> INSTRUCTIONS FOR THE TASK
Copy all the material that follows, keeping every character the same.

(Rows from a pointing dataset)
-=-=-=-=-

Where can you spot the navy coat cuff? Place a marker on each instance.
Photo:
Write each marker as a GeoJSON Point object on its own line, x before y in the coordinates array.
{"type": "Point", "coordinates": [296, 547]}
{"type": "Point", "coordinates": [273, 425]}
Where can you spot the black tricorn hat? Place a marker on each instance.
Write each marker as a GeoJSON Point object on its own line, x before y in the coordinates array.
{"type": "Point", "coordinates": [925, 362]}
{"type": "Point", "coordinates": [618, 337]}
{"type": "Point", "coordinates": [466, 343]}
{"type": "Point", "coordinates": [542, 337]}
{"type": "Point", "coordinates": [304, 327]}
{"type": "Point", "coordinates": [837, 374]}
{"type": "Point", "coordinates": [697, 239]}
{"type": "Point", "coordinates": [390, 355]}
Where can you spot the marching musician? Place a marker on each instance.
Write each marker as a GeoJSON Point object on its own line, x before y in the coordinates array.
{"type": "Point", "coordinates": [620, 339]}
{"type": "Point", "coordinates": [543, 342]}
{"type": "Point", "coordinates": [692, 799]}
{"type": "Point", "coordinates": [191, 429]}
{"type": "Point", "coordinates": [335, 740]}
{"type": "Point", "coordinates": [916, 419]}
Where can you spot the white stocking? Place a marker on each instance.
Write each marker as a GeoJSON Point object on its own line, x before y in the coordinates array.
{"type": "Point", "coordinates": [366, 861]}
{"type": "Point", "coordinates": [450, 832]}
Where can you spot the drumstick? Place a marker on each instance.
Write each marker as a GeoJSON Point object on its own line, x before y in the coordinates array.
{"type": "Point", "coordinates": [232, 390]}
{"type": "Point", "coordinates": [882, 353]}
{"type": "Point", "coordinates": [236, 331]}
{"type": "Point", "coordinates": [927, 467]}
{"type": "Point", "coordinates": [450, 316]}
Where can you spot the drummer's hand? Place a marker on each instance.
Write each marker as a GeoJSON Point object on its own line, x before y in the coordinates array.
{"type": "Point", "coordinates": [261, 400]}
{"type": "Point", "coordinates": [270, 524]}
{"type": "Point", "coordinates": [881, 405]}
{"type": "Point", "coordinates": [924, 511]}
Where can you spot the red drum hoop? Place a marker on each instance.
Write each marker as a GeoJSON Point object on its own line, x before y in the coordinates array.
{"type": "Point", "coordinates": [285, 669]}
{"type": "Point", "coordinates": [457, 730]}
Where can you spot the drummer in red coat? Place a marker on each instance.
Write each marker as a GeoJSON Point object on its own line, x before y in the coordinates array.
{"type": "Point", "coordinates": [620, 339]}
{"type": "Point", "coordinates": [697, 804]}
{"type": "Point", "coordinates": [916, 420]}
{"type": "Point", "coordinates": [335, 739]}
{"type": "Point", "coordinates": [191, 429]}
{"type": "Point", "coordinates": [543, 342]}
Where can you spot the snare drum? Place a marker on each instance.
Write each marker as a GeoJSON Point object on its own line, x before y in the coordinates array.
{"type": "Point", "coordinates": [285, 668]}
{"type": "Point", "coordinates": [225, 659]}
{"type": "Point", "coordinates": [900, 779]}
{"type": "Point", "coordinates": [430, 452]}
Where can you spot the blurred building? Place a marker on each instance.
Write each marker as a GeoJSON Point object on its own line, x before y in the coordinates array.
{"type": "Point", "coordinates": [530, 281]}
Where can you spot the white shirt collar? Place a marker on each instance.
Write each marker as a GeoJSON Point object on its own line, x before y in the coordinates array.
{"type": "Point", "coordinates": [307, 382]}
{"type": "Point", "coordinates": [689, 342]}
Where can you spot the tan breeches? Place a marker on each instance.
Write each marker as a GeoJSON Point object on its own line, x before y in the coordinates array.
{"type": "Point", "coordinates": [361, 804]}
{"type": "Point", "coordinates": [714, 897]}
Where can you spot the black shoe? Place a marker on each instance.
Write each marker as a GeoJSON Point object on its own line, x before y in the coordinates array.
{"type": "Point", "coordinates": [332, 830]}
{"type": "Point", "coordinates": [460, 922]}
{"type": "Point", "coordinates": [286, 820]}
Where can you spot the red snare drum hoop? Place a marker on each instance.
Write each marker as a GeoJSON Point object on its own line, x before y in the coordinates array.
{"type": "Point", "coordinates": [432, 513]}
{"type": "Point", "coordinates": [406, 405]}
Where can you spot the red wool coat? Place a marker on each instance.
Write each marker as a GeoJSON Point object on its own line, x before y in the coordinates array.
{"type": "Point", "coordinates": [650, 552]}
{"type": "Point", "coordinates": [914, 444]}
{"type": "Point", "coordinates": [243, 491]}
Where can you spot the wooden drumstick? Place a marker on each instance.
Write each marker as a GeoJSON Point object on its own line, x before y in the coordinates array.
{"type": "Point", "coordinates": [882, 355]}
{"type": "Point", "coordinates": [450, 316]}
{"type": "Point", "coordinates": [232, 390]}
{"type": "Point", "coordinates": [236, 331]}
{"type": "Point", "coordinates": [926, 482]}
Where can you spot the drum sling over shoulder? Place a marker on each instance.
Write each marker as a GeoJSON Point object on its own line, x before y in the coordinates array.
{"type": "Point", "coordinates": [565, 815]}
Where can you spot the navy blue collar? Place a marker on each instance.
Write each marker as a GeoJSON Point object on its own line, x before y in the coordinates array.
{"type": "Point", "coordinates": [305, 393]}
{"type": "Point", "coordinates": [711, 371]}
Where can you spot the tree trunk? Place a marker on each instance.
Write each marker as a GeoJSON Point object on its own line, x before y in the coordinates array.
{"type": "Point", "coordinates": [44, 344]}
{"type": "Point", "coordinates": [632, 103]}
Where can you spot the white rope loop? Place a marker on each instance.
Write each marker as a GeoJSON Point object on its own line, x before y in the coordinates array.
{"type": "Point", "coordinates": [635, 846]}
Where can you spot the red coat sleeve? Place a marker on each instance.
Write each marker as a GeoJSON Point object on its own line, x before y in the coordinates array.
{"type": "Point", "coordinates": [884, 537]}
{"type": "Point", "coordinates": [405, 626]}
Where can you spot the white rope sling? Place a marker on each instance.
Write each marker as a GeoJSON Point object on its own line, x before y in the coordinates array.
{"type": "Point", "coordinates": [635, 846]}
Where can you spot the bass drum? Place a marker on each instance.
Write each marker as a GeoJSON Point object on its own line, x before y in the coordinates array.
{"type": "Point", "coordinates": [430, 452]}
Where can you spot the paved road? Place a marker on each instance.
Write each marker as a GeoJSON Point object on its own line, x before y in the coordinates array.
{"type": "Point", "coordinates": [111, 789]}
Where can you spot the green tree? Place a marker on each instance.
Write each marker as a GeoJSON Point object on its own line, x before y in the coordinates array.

-=-=-=-=-

> ANSWER FOR THIS EXERCISE
Where can you spot the navy coat cuff? Place a marker on each instance.
Photo:
Write each marker as a GeoJSON Point object on its own line, x before y in the coordinates array.
{"type": "Point", "coordinates": [296, 547]}
{"type": "Point", "coordinates": [273, 425]}
Where can you spot the black tricorn hat? Place a marker on each instance.
Write each marker as a GeoJSON Point object on its own line, x before y in the coordinates array.
{"type": "Point", "coordinates": [925, 362]}
{"type": "Point", "coordinates": [618, 337]}
{"type": "Point", "coordinates": [466, 343]}
{"type": "Point", "coordinates": [542, 337]}
{"type": "Point", "coordinates": [304, 327]}
{"type": "Point", "coordinates": [837, 374]}
{"type": "Point", "coordinates": [697, 239]}
{"type": "Point", "coordinates": [390, 355]}
Where can you spot the marching musician? Place a marker on each instance.
Write each marker as a GeoJSON Point object on its own line, x before y in the coordinates array.
{"type": "Point", "coordinates": [620, 339]}
{"type": "Point", "coordinates": [543, 342]}
{"type": "Point", "coordinates": [692, 799]}
{"type": "Point", "coordinates": [191, 429]}
{"type": "Point", "coordinates": [335, 740]}
{"type": "Point", "coordinates": [916, 419]}
Where can you spot the white stocking? Place a marker on each instance.
Write each marker as a GeoJSON Point object on its own line, x before y in the coordinates array.
{"type": "Point", "coordinates": [366, 861]}
{"type": "Point", "coordinates": [450, 832]}
Where can you spot the drumstick? Place a marker on each instance.
Write each marker as a GeoJSON Point object on its own line, x before y in the coordinates array.
{"type": "Point", "coordinates": [232, 390]}
{"type": "Point", "coordinates": [882, 353]}
{"type": "Point", "coordinates": [236, 331]}
{"type": "Point", "coordinates": [927, 467]}
{"type": "Point", "coordinates": [450, 316]}
Where can you spot the drummer's hand? Place a marker on each instance.
Write each marker as a GeoJSON Point object on its own line, x before y in the coordinates array.
{"type": "Point", "coordinates": [261, 400]}
{"type": "Point", "coordinates": [270, 524]}
{"type": "Point", "coordinates": [881, 405]}
{"type": "Point", "coordinates": [924, 511]}
Where can you spot the red drum hoop? Place a marker on each instance.
Write each marker as a GeoJSON Point object on its own line, x before y in the coordinates array.
{"type": "Point", "coordinates": [285, 669]}
{"type": "Point", "coordinates": [457, 730]}
Where can you spot the drummer in red coat? Place a marker on each instance.
Write each marker as a GeoJSON Point object on its own line, x before y in the coordinates array.
{"type": "Point", "coordinates": [620, 339]}
{"type": "Point", "coordinates": [697, 804]}
{"type": "Point", "coordinates": [916, 420]}
{"type": "Point", "coordinates": [335, 739]}
{"type": "Point", "coordinates": [191, 429]}
{"type": "Point", "coordinates": [543, 342]}
Where can you spot the snare drum? Place a marker on each instance.
Write each marker as a GeoJSON Point object on its own line, x before y in the coordinates array.
{"type": "Point", "coordinates": [285, 668]}
{"type": "Point", "coordinates": [225, 659]}
{"type": "Point", "coordinates": [900, 779]}
{"type": "Point", "coordinates": [430, 452]}
Where can you spot the blurred building? Place a marker on each instance.
Write each marker as a GeoJSON Point object on its own line, x before y in the coordinates array.
{"type": "Point", "coordinates": [530, 281]}
Where can you spot the white shirt collar? Place a marker on each instance.
Write each marker as a GeoJSON Point object on its own line, x before y in the coordinates array.
{"type": "Point", "coordinates": [307, 382]}
{"type": "Point", "coordinates": [689, 342]}
Where can you spot the tan breeches? Place a marker on each instance.
Write each marker as a GeoJSON Point object on its own line, x before y in the coordinates array.
{"type": "Point", "coordinates": [361, 804]}
{"type": "Point", "coordinates": [714, 897]}
Where can you spot the black shoe? Place a marker on each instance.
Write each marker as a GeoJSON Point object on its own line, x before y in the coordinates array.
{"type": "Point", "coordinates": [332, 830]}
{"type": "Point", "coordinates": [460, 922]}
{"type": "Point", "coordinates": [286, 820]}
Where can you spot the red snare drum hoop? Place a marker on each instance.
Write each marker as a GeoJSON Point object on its own line, x before y in the coordinates array.
{"type": "Point", "coordinates": [432, 513]}
{"type": "Point", "coordinates": [406, 405]}
Where can you spot the red wool coat? Place a marker on each instance.
Write each marker as a GeoJSON Point object on its own line, x before y in the coordinates array.
{"type": "Point", "coordinates": [650, 552]}
{"type": "Point", "coordinates": [914, 444]}
{"type": "Point", "coordinates": [243, 491]}
Where can you spot the wooden drumstick? Place a marker on each instance.
Write each marker as a GeoJSON Point object on its own line, x before y in the coordinates array.
{"type": "Point", "coordinates": [882, 355]}
{"type": "Point", "coordinates": [450, 316]}
{"type": "Point", "coordinates": [232, 390]}
{"type": "Point", "coordinates": [236, 331]}
{"type": "Point", "coordinates": [926, 482]}
Where can you spot the drum sling over shoulder? Place a marker on each instance.
Write each marker as a GeoJSON Point object on its own line, x before y in the coordinates array.
{"type": "Point", "coordinates": [565, 815]}
Where can you spot the navy blue collar? Place a marker on each instance.
Write each marker as a GeoJSON Point object on its own line, x before y in the coordinates array.
{"type": "Point", "coordinates": [305, 393]}
{"type": "Point", "coordinates": [711, 371]}
Where can you spot the tree trunk? Place a marker on each instance.
Write each marker as a GeoJSON Point object on its own line, x before y in the coordinates array.
{"type": "Point", "coordinates": [44, 344]}
{"type": "Point", "coordinates": [632, 103]}
Where can you spot the white rope loop? Place a marker on each instance.
Write each marker as a GeoJSON Point object on its own line, x before y in the coordinates array.
{"type": "Point", "coordinates": [635, 846]}
Where can you spot the red coat sleeve? Place a marker on each instance.
Write each marker as a GeoJSON Point object on its own line, x before y in the coordinates array.
{"type": "Point", "coordinates": [884, 537]}
{"type": "Point", "coordinates": [405, 626]}
Where can you spot the white rope sling? Place a marker on each instance.
Write each marker as a GeoJSON Point object on its own line, x before y in the coordinates array.
{"type": "Point", "coordinates": [635, 846]}
Where can you spot the bass drum? Place a marker on each instance.
Write each marker as a GeoJSON Point object on its own line, x before y in the coordinates array.
{"type": "Point", "coordinates": [430, 452]}
Where can you spot the paved road? Place a marker on each instance.
Write each marker as a GeoJSON Point object on its own line, x before y in the coordinates array.
{"type": "Point", "coordinates": [111, 789]}
Where can you spot the green tree? Place a marker on each instance.
Write each marker as a GeoJSON Point object on its own line, x before y in the coordinates array.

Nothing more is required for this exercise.